++++ Excerpted passage
After  my double mastectomy, the husband helped immensely. He slept on the  floor of my hospital room. He held my hand. He brought me special soft  blankets from home. He helped me with my IV pole and awkward open  hospital gown as I shuffled down the hospital hall trying to offset any  risk for blood clots by getting active. He really was my knight in  shining armor. I do fall particularly in love with the Big Man at the hospital, but not because he is my knight in shining armor and not because he nurses me back to health, but because he is always so totally and completely himself.

When people get nervous, everyone does a little something different. When I get nervous, I drop things. When my mom gets nervous, she talks super loud and super fast. When my oldest brother gets nervous, he gets bossy. When the Big Man gets nervous, he helps. He likes to volunteer to help out in any way possible in the hopes of working off his nervous energy.

When the Big Man met my parents for the first time, he was constantly hopping up. Offering to carry drinks, opening doors, and cleaning. He would get up before anyone else and, while my entire family had breakfast in their PJs, Big Man was dressed to the nines in khakis and a button down and would sweep my parent's back patio...in the rain.

You get the picture.

Anyone who has spent any time in the hospital knows that it is a big game of hurry up and wait. After checking in at the front desk, you are ushered into a waiting room. Twenty minutes later, your name is called and you are escorted to....another waiting room. Five waiting rooms later, you are awkwardly sitting in a paper gown on an uncomfortable exam table...waiting.

Chemo is no different; lots of activity for very little forward progress. The tactic the chemo peeps like most for making you feel like you are moving forward when really all you are doing is waiting is providing you with bogus updates. The Chemo Pharmacy takes HOURS. My infusion only lasts half an hour. The active dripping of drugs into my veins takes 30 minutes. And yet...I wait for the pharmacy to mix up my drugs for two hours. Two whole hours.

So the greatest trick that the chemo nurses use is providing you with "pharmacy updates". A couple weeks ago, the Big Man graciously accompanied me to a whole full 10 hour treatment day. After hour 3, the nurse comes to apologize for the wait. "The pharmacy is just mixing up your drugs now. Really, they should be ready any moment. I'm sorry to keep you waiting, but hang in there!"
++++++++
++++ Material shown
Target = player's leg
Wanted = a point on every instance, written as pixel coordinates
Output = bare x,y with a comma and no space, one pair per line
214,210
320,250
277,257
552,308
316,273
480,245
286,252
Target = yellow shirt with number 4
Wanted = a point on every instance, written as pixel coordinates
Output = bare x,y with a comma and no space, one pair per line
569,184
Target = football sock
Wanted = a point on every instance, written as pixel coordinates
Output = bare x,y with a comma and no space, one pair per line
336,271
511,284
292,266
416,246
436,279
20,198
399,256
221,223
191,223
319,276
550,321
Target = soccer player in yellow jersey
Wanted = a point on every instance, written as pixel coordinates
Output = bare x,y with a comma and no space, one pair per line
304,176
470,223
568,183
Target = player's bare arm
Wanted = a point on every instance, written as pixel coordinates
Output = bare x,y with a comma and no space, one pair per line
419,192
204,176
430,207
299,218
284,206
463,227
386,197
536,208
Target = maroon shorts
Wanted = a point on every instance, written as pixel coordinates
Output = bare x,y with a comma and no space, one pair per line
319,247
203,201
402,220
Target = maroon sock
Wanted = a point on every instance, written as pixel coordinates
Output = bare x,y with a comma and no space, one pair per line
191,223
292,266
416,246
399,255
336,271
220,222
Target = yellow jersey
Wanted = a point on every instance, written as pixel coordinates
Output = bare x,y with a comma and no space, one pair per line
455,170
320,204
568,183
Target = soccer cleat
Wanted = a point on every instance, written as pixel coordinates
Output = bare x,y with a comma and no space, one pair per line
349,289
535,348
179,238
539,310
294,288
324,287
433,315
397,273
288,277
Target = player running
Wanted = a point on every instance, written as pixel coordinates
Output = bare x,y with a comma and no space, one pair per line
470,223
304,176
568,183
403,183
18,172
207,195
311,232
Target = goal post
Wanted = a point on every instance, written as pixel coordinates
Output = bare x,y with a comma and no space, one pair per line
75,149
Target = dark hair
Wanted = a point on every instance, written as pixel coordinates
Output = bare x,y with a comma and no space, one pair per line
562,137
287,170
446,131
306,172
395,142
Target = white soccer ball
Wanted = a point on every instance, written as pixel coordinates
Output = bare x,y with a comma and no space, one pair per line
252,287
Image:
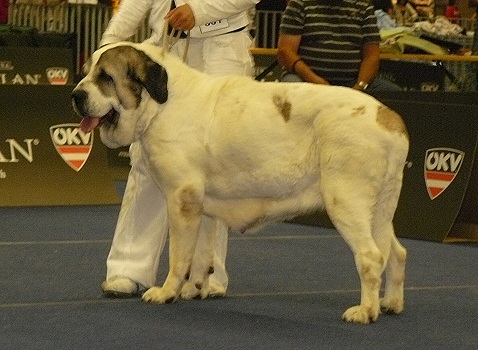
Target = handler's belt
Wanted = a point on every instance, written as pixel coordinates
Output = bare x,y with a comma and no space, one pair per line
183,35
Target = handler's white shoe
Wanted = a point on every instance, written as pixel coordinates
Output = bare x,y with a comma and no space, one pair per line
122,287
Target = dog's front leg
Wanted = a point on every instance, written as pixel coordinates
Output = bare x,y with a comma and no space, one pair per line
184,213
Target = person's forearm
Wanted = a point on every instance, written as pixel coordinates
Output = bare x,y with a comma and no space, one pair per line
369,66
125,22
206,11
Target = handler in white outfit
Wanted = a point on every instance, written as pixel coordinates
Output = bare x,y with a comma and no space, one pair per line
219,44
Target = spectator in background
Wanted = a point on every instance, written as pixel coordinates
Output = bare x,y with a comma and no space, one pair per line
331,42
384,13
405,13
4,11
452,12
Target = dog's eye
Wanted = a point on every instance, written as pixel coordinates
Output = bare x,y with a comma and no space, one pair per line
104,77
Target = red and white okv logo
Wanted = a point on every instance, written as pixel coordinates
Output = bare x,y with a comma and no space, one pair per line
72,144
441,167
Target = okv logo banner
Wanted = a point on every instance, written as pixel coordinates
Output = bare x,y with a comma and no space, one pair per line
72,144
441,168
++++++++
_Task instructions_
1. In the passage about chemo days with the Big Man, how long does the active infusion of drugs last?
2. Continue the passage about chemo days with the Big Man from where it stops.

_Results for each task_
1. Thirty minutes.

2.
I smile and open a new magazine knowing that this explanation is code for, "You've got at least another hour, babe." The Big Man looks confused and then quickly stands up straight, nervously wiping down his khakis.  "Do you need my help at all?" He asks the nurse,  "Can I do anything to help you?"


Ahh the smile that came across my face. This is why I married the Big Man. No, honey, you can not go back into the lab, throw on a white coat, and start stirring a big bowl of chemotherapy together like it's potato salad. But I love that you offered!

Thank you, Big Man, for being you and thank you for loving me.

8 comments:

Unknown said...

Beautiful Bridget, love your blog. xoxox JennT

Anonymous said...

Beautiful love story Bridget...My hats off to your Big Man..truly a jewel. Hang in there both of you. Sheila Vargas

K said...

What a great post! You're amazing! So glad to see those wonderful smiles on your faces.

Christina said...

I'm so happy for you!!! I have a love just like yours and so I can truly relate to how AMAZING it feels. I was smiling the whole time I was reading.

Jenn said...

You are a lucky girl. What a wonderful, sweet post.

Liliana Holtzman said...

You are both jewels, you deserve each other.
I am so glad that you are doing well on the new drug.
Thinking of you and wishing you all the best,
Liliana

Unknown said...

SOO ADORABLE! I'm so glad you and Alex have each other!! Love is so wonderful and I know you two are cherishing every moment! :-)

Shop Without Money Sisters said...

Love it, and your Big Man. What a great Love you have been blessed with. You brought back a funny memory, that 5 years later, I had nearly forgotten...those words, "the pharmacy is just getting to you now...," I'd really almost forgotten! Funny, it's the same everywhere, I guess! Not funny when you're sitting & waiting around, but funny that you're not the only one who goes through it.